→ **What you need to do**
1 > Reproduce the passage of the sentence-clustering article below, starting at "Load data files" and ending at "knowledge of topics.".
2 > In the sentence-clustering article below, what is the first step taken with the data sets?

Briefly. I'm going to show you clustering of sentences. The main thing is you can describe clusters using this approach. This article is the start point for more complicated senteces clustering or market segmentation (think about this).
And it's nice approach how hard clustering can be easily transformed into soft clustering.
Load data files
Data is from ics.uci.edu/ml
Opinion Reviews.
data.battery <- read.table("data/battery-life_amazon_kindle.txt.data", sep = "\n", stringsAsFactors = FALSE, strip.white = TRUE)
data.windows7 <- read.table("data/features_windows7.txt.data", sep = "\n", stringsAsFactors = FALSE, strip.white = TRUE)
## Warning in scan(file, what, nmax, sep, dec, quote, skip, nlines,
## na.strings, : EOF within quoted string
data.keyboard <- read.table("data/keyboard_netbook_1005ha.txt.data", sep="\n", stringsAsFactors = FALSE, strip.white = TRUE)
data.honda <- read.table("data/performance_honda_accord_2008.txt.data", sep = "\n", stringsAsFactors = FALSE, strip.white = TRUE)
data.ipod <- read.table("data/video_ipod_nano_8gb.txt.data", sep = "\n", stringsAsFactors = FALSE, strip.white = TRUE)
I will try to do cluster analysis for these sentences without any knowledge of topics.
As first step let's merge all this data sets and trim sentences.
library(gdata)
sentences <- c()

Image object location entries:
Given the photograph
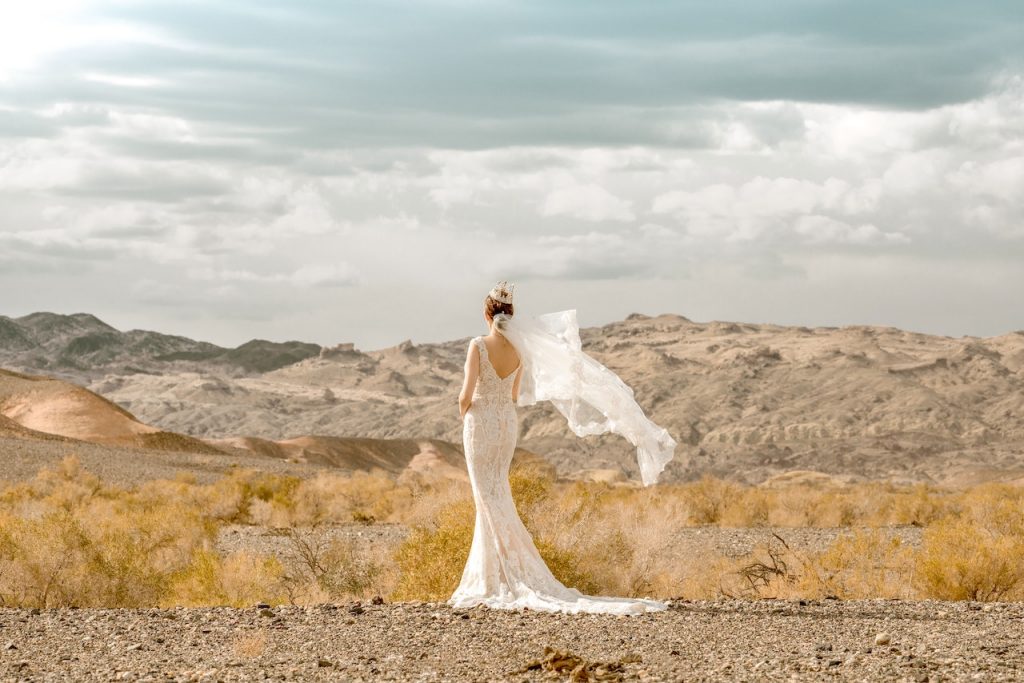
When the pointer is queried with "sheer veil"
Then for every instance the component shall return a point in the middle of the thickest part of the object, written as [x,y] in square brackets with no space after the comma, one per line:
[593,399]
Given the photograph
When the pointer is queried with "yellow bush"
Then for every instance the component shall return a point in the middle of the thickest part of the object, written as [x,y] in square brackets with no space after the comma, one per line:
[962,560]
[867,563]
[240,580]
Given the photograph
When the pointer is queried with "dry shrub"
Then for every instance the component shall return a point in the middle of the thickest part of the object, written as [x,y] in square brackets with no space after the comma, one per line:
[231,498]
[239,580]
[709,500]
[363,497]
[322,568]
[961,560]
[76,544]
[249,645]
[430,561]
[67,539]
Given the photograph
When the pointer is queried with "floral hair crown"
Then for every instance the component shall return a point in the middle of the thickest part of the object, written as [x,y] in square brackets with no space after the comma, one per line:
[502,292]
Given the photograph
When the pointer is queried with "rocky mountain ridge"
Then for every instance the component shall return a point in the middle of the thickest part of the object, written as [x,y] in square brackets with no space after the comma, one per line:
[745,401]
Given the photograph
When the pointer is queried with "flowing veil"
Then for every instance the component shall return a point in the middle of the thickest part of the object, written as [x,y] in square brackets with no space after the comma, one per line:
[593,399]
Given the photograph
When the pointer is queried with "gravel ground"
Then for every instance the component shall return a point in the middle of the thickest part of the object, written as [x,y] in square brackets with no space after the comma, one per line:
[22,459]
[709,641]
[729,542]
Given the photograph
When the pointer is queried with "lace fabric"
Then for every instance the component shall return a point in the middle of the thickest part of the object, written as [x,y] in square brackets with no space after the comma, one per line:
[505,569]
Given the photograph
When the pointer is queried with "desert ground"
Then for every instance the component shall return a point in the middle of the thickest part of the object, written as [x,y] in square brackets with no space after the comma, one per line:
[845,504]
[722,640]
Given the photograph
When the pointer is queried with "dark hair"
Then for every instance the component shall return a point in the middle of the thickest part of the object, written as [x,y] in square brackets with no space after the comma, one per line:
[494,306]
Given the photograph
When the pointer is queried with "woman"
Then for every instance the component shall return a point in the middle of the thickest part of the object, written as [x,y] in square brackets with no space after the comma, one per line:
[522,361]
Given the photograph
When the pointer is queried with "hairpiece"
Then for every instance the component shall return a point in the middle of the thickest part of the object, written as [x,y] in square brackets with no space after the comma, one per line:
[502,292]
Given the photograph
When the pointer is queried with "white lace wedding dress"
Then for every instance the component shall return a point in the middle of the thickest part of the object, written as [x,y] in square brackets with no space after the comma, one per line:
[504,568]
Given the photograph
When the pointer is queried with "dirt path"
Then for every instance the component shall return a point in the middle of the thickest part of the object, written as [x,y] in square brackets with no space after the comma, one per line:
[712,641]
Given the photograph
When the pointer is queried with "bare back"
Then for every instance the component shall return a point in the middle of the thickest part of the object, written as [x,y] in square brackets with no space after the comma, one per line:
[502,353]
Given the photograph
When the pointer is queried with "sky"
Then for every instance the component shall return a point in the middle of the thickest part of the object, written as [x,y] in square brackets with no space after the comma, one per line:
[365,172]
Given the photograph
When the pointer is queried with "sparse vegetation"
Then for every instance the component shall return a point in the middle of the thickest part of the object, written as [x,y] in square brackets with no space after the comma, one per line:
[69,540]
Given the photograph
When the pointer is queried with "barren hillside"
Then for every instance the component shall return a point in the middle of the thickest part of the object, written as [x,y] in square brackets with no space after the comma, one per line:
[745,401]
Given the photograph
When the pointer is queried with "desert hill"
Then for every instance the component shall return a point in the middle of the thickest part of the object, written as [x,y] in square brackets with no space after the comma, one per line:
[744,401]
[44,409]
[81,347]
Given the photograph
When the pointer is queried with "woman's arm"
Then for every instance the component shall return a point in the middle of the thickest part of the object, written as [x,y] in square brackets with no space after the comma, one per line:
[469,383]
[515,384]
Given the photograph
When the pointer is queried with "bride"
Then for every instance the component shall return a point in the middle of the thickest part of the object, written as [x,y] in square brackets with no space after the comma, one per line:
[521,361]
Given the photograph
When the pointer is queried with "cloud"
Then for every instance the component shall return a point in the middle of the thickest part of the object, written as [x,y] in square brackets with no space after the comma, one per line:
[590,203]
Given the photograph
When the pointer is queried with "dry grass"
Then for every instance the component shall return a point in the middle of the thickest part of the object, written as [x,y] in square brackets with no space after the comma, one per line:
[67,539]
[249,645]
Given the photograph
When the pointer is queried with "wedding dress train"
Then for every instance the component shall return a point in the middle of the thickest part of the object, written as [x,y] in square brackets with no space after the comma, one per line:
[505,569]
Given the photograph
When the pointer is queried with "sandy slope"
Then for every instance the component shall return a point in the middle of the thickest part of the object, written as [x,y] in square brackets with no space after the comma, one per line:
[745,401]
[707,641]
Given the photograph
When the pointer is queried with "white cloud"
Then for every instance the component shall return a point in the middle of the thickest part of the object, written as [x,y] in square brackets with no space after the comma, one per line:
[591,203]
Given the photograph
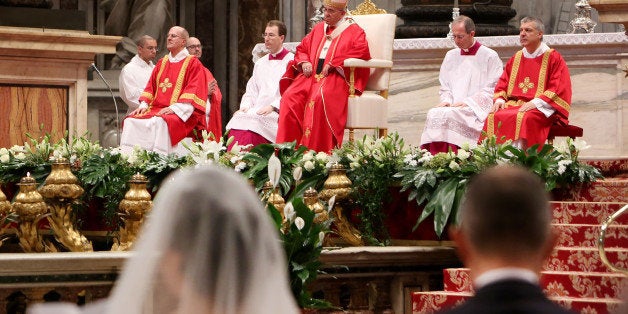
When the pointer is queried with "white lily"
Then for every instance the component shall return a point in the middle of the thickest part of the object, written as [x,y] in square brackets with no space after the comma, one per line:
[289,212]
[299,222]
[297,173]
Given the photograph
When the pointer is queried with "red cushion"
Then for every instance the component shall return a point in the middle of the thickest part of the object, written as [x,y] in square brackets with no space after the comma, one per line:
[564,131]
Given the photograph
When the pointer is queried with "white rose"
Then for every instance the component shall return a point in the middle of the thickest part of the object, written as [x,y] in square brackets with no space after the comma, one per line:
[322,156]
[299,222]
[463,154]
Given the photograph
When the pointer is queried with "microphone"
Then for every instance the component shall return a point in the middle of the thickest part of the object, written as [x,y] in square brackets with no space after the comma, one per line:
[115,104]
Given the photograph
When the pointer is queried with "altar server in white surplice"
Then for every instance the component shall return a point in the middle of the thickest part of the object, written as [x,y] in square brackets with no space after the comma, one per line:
...
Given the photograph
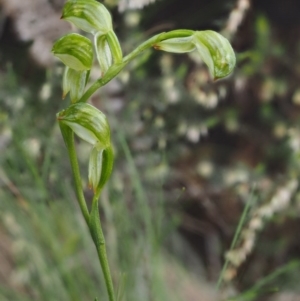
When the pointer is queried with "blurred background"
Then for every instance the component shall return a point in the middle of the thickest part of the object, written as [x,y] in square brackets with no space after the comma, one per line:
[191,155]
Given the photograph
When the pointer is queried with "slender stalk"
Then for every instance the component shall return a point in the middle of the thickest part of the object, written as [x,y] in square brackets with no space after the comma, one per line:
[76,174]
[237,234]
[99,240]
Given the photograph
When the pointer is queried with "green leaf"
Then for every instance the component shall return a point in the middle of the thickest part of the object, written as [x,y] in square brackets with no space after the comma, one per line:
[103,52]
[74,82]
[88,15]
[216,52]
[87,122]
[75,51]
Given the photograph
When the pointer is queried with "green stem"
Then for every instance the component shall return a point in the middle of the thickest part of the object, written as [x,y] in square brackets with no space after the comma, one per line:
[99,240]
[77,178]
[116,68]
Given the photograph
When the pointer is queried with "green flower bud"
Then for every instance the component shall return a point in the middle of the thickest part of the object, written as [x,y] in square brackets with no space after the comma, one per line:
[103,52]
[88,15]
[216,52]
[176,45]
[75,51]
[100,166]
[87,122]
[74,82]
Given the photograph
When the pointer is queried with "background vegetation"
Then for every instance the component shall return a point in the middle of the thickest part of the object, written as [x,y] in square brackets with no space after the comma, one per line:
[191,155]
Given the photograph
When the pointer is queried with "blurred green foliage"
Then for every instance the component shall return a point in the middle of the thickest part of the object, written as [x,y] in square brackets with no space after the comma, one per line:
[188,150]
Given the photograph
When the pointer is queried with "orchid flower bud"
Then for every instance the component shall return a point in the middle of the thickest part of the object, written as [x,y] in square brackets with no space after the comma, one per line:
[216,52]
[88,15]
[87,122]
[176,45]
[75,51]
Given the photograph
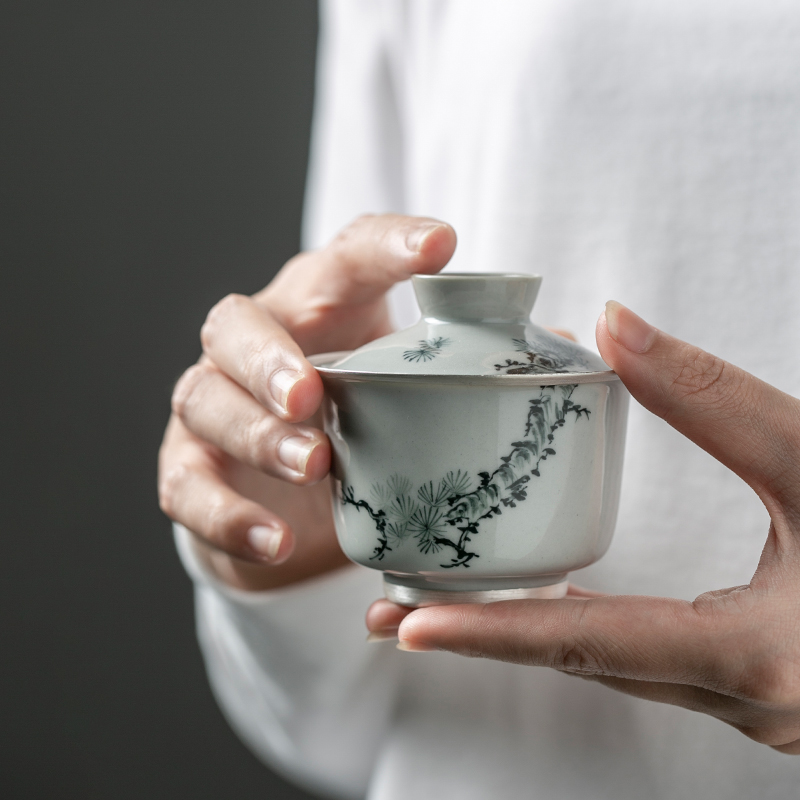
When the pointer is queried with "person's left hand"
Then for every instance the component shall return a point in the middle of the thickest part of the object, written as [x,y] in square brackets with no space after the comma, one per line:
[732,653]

→ **Answers to the problems**
1 >
Load data files
Data is from ics.uci.edu/ml
Opinion Reviews.
data.battery <- read.table("data/battery-life_amazon_kindle.txt.data", sep = "\n", stringsAsFactors = FALSE, strip.white = TRUE)
data.windows7 <- read.table("data/features_windows7.txt.data", sep = "\n", stringsAsFactors = FALSE, strip.white = TRUE)
## Warning in scan(file, what, nmax, sep, dec, quote, skip, nlines,
## na.strings, : EOF within quoted string
data.keyboard <- read.table("data/keyboard_netbook_1005ha.txt.data", sep="\n", stringsAsFactors = FALSE, strip.white = TRUE)
data.honda <- read.table("data/performance_honda_accord_2008.txt.data", sep = "\n", stringsAsFactors = FALSE, strip.white = TRUE)
data.ipod <- read.table("data/video_ipod_nano_8gb.txt.data", sep = "\n", stringsAsFactors = FALSE, strip.white = TRUE)
I will try to do cluster analysis for these sentences without any knowledge of topics.

2 > Merging all the data sets and trimming the sentences.